:: SUPPLIED MATERIAL
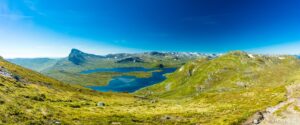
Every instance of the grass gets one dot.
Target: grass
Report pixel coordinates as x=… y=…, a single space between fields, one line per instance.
x=93 y=79
x=226 y=90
::::
## PROBLEM REQUIREMENTS
Could you copy the entries above line for line without any changes, leaving out the pictures?

## OUTPUT OF THE TASK
Every instance of the grass gets one dot.
Target: grass
Report pixel coordinates as x=… y=…, a single space between fields, one line per instance.
x=93 y=79
x=226 y=90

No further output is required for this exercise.